* Text to read
>>>>>
Debate in Virginia Ratifying Convention (June 15, 1788)


At the Virginia Ratifying Convention, delegates from around Virginia met in 1788 to ratify or reject the U.S. Constitution. This is a record of the debate of Article 1 Section 9 Clause 1 of the U.S. Constitution on June 15, 1788, at the Virginia Ratifying Convention. The debate centered on whether abolishing the slave trade or convincing southern states to join the Union was more important.


15 June 1788

Elliot 3:452–54, 456–59

Mr. George Mason. Mr. Chairman, this is a fatal section, which has created more dangers than any other. The first clause allows the importation of slaves for twenty years. Under the royal government, this evil was looked upon as a great oppression, and many attempts were made to prevent it; but the interest of the African merchants prevented its prohibition. No sooner did the revolution take place, than it was thought of. It was one of the great causes of our separation from Great Britain. Its exclusion has been a principal object of this state, and most of the states in the Union. The augmentation of slaves weakens the states; and such a trade is diabolical in itself, and disgraceful to mankind; yet, by this Constitution, it is continued for twenty years. As much as I value a union of all the states, I would not admit the Southern States into the Union unless they agree to the discontinuance of this disgraceful trade, because it would bring weakness, and not strength, to the Union. And, though this infamous traffic be continued, we have no security for the property of that kind which we have already. There is no clause in this Constitution to secure it; for they may lay such a tax as will amount to manumission. And should the government be amended, still this detestable kind of commerce cannot be discontinued till after the expiration of twenty years; for the 5th article, which provides for amendments, expressly excepts this clause. I have ever looked upon this as a most disgraceful thing to America. I cannot express my detestation of it. Yet they have not secured us the property of the slaves we have already. So that “they have done what they ought not to have done, and have left undone what they ought to have done.”
<<<<<
* What is asked
(1) According to the debate record, for how many years does the first clause allow the importation of slaves?
(2) Summarize the debate record in two sentences.
(3) Carry the debate record forward from the point where it stops.

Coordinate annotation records
>>>>>
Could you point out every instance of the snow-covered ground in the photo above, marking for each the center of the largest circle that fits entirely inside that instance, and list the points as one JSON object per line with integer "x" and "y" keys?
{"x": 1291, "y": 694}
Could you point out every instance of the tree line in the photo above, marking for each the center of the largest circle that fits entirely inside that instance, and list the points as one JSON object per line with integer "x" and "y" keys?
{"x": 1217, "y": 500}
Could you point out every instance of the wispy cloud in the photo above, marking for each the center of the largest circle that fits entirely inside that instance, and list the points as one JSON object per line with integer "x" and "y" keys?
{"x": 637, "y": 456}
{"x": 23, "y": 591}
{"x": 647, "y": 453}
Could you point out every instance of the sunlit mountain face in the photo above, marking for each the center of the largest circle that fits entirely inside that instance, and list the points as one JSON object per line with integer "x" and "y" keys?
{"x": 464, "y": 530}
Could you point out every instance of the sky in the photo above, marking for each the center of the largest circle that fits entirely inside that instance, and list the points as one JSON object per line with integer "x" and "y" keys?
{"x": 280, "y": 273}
<<<<<
* Exercise responses
(1) Twenty years.

(2) At the Virginia Ratifying Convention on June 15, 1788, delegates debated Article 1 Section 9 Clause 1 of the U.S. Constitution, which allows the importation of slaves for twenty years. George Mason called the trade diabolical and disgraceful, said he would not admit the Southern States into the Union unless they agreed to discontinue it, and objected that the Constitution gives no security for the slaves already held.

(3)
Mr. Madison. Mr. Chairman, I should conceive this clause to be impolitic, if it were one of those things which could be excluded without encountering greater evils. The Southern States would not have entered into the Union of America without the temporary permission of that trade; and if they were excluded from the Union, the consequences might be dreadful to them and to us. We are not in a worse situation than before. That traffic is prohibited by our laws, and we may continue the prohibition. The Union in general is not in a worse situation. Under the Articles of Confederation, it might be continued forever; but, by this clause, an end may be put to it after twenty years. There is, therefore, an amelioration of our circumstances. A tax may be laid in the mean time; but it is limited; otherwise Congress might lay such a tax as would [Volume 3, Page 293] amount to a prohibition. From the mode of representation and taxation, Congress cannot lay such a tax on slaves as will amount to manumission. Another clause secures us that property which we now possess. At present, if any slave elopes to any of those states where slaves are free, he becomes emancipated by their laws; for the laws of the states are uncharitable to one another in this respect. But in this Constitution, “no person held to service or labor in one state, under the laws thereof, escaping into another, shall, in consequence of any law or regulation therein, be discharged from such service or labor; but shall be delivered up on claim of the party to whom such service or labor shall be due.” This clause was expressly inserted, to enable owners of slaves to reclaim them.

This is a better security than any that now exists. No power is given to the general government to interpose with respect to the property in slaves now held by the states. The taxation of this state being equal only to its representation, such a tax cannot be laid as he supposes. They cannot prevent the importation of slaves for twenty years; but after that period, they can. The gentlemen from South Carolina and Georgia argued in this manner: “We have now liberty to import this species of property, and much of the property now possessed had been purchased, or otherwise acquired, in contemplation of improving it by the assistance of imported slaves. What would be the consequence of hindering us from it? The slaves of Virginia would rise in value, and we should be obliged to go to your markets.” I need not expatiate on this subject. Great as the evil is, a dismemberment of the Union would be worse. If those states should disunite from the other states for not indulging them in the temporary continuance of this traffic, they might solicit and obtain aid from foreign powers.

Mr. Tyler warmly enlarged on the impolicy, iniquity, and disgracefulness of this wicked traffic. He thought the reasons urged by gentlemen in defence of it were inconclusive and ill founded. It was one cause of the complaints against British tyranny, that this trade was permitted. The revolution had put a period to it; but now it was to be revived. He thought nothing could justify it. This temporary restriction on Congress militated, in his opinion, against the arguments of gentlemen on the other side, that what was not given up was retained by the states; for that, if this restriction had not been inserted, Congress could have prohibited the African trade. The power of prohibiting it was not expressly delegated to them; yet they would have had it by implication, if this restraint had not been provided. This seemed to him to demonstrate most clearly the necessity of restraining them, by a bill of rights, from infringing our unalienable rights. It was immaterial whether the bill of rights was by itself, or included in the Constitution. But he contended for it one way or the other. It would be justified by our own example and that of England. His earnest desire was, that it should be handed down to posterity that he had opposed this wicked clause.

. . . . .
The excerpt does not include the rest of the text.